Extract to read

BEGIN

We are in agreement. There is a lot of, what I call, "Paper Gold" out there. Paper supposedly backed by bullion. At different times of unrest / chaos the "Paper Gold" seems to hold the price stable. When the paper backed by bullion goes away, then the price of bullion will be determined by the traders of bullion. But, the same can be said of the paper USD until the rest of the world calculates the value of the USD while looking at the National Debt. We will see a time when "paper" becomes worthless.
 
We are in agreement. There is a lot of, what I call, "Paper Gold" out there. Paper supposedly backed by bullion. At different times of unrest / chaos the "Paper Gold" seems to hold the price stable. When the paper backed by bullion goes away, then the price of bullion will be determined by the traders of bullion. But, the same can be said of the paper USD until the rest of the world calculates the value of the USD while looking at the National Debt. We will see a time when "paper" becomes worthless.


However it happens the USA will default on its debt, whether a soft de facto default via hyperinflation and paying the debt off with debased paper worth even less than the presently circulating paper, or an outright open/honest blatant default via just simply defaulting. The latter would be more honest, but we lack that level of honesty.

I believe the USA will try to print the debt away, tanking the currency in the process. This will pave the way for the global elite to offer a global digital currency, a Global Central Bank Digital Currency, with a promise of economic stabilization and salvation.

END

Saved entries

BEGIN

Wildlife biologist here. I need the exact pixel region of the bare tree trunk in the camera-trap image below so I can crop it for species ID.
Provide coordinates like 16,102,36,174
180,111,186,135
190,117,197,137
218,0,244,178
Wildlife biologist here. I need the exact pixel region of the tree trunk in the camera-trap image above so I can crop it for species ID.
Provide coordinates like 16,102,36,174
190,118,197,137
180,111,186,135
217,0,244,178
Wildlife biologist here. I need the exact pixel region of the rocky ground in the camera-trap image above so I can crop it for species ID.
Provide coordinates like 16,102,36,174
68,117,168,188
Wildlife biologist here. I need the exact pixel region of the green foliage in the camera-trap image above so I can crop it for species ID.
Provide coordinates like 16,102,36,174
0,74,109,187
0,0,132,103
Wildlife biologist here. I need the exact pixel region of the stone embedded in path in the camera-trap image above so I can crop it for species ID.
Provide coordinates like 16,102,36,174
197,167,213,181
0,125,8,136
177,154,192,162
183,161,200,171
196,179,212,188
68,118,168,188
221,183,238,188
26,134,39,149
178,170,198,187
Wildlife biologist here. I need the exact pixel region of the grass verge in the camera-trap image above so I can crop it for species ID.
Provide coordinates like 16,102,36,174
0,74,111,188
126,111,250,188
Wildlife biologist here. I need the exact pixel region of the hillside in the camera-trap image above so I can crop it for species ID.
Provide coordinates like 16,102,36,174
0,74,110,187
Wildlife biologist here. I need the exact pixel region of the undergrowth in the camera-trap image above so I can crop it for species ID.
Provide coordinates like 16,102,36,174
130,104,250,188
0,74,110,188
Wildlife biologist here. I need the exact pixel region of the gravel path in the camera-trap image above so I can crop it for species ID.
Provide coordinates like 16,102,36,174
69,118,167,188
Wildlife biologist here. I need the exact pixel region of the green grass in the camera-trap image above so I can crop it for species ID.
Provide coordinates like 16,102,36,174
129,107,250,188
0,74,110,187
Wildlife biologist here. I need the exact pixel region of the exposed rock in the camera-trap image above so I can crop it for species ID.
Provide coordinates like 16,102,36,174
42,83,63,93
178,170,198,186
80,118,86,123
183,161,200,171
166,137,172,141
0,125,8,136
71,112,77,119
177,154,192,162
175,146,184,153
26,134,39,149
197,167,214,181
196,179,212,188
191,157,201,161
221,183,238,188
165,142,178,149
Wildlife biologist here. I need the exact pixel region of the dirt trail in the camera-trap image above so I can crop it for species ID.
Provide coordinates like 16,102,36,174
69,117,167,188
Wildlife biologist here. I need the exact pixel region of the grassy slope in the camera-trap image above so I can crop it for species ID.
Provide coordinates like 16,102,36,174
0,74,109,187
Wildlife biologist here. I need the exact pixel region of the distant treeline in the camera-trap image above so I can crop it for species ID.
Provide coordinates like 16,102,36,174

END

What you have to do
Reproduce the passage on paper gold and U.S. debt word for word, from "However it happens" up to and including "stabilization and salvation.".

Expected output
However it happens the USA will default on its debt, whether a soft de facto default via hyperinflation and paying the debt off with debased paper worth even less than the presently circulating paper, or an outright open/honest blatant default via just simply defaulting. The latter would be more honest, but we lack that level of honesty.

I believe the USA will try to print the debt away, tanking the currency in the process. This will pave the way for the global elite to offer a global digital currency, a Global Central Bank Digital Currency, with a promise of economic stabilization and salvation.